• EXCERPTED PASSAGE:
"""
Figure 2. Sample susceptibility map and subcortical atlas.

(A) Representative template-normalized susceptibility map scaled from −0.1 ppm (black) to 0.2 ppm (white). (B) Subcortical atlas used to determine DGM-associated networks.

2.3. ICA

ICA (FSL MELODIC [multivariate exploratory linear optimized decomposition into independent components]) was applied to each cohort to obtain networks of statistically independent source components with associated subject-specific weights (loading coefficients; see Fig. 1 and the Introduction section for a schematic and interpretation of the ICA decomposition process) (Beckmann and Smith, 2004). The number of components was set to 70 for comparability with previous studies (Douaud et al., 2014; Smith et al., 2009), and data were variance-normalized pre-ICA and mixture-modeled post-ICA. The ICA decompositions were then prefiltered by searching for and excluding nonrepresentative subjects in the cohort, guided by outliers in the loading coefficients. Reasons for outliers were QSM reconstruction errors and extremely high DGM iron.

We were not able to identify clinical conditions explaining extreme iron load. Considering the inclusion criteria, we assumed the findings were related to unidentified, subclinical pathology, justifying exclusion from the HA cohort. A second decomposition was applied to the remaining subjects to give a final ICA decomposition.

2.4. Identification of DGM-associated networks in the HA cohort

Anatomical network associations were assessed using brain atlases non-linearly registered to the brain template, which were visually assessed for registration quality. HA cohort-derived networks associated with DGM regions (referred to as DGM networks) were identified by calculating average Z-scores in the whole thalamus, caudate, and putamen (Harvard-Oxford subcortical atlas) as well as in the subthalamic nucleus, substantia nigra, red nucleus, and globus pallidus interna (GP_i), and globus pallidus externa (AHEAD atlas). (Fig. 2B, subcortical atlas) (Alkemade et al., 2020; Desikan et al., 2006). Left and right hemispheres were considered separately due to previous reports of inter-hemispheric magnetic susceptibility differences in people with neurological disease (Xu et al., 2008) and in multiple sclerosis patients (Hagemeier et al., 2018a). DGM networks were those with an average absolute Z-score (|Z_av|) of > 4.05 across the whole area of one or more regions, corresponding to a P value of < 0.001 in two-tailed t tests with Bonferroni correction for 16 comparisons (regions) (Woo et al., 2014).

Additional anatomical relationships were analyzed by adding a cortical atlas (64 regions total) (Desikan et al., 2006), a thalamic subnuclei atlas (14 subregions total) (Najdenovska et al., 2018), a cerebellar gray matter atlas (28 regions) (Diedrichsen et al., 2009), and a white matter tract atlas (48 regions) (Mori et al., 2008). Percent overlaps were calculated between atlas subregions and the robust DGM networks (thresholding at |Z_av| > 3.3, corresponding to P < 0.001, two-tailed t tests).
"""
• THE DATA:
"""
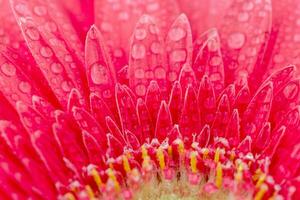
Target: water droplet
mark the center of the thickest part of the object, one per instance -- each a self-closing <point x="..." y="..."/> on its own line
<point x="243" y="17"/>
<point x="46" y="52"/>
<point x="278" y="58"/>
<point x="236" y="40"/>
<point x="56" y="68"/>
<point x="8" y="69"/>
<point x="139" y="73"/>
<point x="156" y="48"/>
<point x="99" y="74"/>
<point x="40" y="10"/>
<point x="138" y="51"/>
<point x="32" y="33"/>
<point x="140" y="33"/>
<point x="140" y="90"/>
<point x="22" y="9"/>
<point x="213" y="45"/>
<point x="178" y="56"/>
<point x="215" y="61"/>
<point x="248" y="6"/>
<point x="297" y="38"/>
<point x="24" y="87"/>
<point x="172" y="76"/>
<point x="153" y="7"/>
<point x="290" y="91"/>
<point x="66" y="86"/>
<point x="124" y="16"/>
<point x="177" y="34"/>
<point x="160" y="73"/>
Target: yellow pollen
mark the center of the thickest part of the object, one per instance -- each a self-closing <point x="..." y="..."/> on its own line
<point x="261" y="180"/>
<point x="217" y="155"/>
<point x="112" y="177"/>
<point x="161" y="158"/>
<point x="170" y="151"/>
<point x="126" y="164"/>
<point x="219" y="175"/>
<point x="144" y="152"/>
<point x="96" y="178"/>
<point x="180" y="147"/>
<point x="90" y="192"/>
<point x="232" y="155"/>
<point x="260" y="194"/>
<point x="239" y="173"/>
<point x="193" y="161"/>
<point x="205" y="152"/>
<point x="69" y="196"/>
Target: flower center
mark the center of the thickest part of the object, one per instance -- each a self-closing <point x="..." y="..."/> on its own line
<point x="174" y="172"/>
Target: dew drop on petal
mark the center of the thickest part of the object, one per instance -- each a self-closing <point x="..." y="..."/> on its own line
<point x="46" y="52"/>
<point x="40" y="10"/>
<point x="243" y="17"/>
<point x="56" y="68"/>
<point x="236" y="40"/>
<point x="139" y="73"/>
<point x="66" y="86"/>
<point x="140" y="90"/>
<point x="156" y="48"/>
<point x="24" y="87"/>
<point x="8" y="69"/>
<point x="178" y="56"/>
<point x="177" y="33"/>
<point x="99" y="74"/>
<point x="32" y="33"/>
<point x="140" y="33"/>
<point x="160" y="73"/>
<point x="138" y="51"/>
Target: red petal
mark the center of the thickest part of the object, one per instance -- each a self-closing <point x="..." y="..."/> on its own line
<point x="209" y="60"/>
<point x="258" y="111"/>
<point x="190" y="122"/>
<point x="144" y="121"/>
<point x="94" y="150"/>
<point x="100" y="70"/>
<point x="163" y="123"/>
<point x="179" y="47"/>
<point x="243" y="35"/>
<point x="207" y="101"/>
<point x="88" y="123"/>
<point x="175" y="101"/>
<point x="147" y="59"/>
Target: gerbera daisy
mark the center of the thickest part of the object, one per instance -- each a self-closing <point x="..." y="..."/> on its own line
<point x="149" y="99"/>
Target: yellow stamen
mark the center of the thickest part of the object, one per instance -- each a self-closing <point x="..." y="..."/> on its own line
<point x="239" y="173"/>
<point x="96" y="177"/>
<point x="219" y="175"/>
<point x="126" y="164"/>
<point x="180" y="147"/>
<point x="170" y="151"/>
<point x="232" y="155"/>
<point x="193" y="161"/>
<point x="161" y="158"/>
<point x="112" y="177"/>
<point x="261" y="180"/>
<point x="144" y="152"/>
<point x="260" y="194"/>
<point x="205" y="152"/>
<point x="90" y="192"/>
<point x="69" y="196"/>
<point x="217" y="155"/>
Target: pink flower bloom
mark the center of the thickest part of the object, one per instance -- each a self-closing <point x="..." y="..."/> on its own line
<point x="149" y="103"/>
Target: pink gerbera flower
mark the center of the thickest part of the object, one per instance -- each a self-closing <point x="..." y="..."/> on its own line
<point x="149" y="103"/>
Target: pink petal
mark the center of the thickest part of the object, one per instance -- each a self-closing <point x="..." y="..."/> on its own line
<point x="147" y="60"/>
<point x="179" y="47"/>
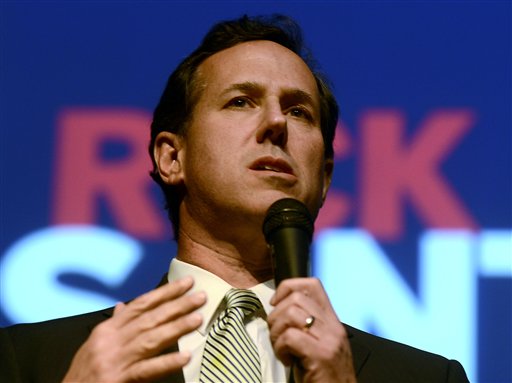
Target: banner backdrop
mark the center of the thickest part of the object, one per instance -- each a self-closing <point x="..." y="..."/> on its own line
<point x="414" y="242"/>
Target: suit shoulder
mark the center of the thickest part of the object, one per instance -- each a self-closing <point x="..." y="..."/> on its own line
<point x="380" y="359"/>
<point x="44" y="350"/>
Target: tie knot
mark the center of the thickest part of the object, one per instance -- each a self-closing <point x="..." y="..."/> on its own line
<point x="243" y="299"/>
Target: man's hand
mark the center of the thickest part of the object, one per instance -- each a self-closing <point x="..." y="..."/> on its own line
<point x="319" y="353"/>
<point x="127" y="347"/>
"""
Rewrite everything from "We were not" down to "final ICA decomposition." in the methods excerpt, replacing "remaining subjects" with "retained subjects". The records are separate material, unrelated to the methods excerpt.

• REPLY:
We were not able to identify clinical conditions explaining extreme iron load. Considering the inclusion criteria, we assumed the findings were related to unidentified, subclinical pathology, justifying exclusion from the HA cohort. A second decomposition was applied to the retained subjects to give a final ICA decomposition.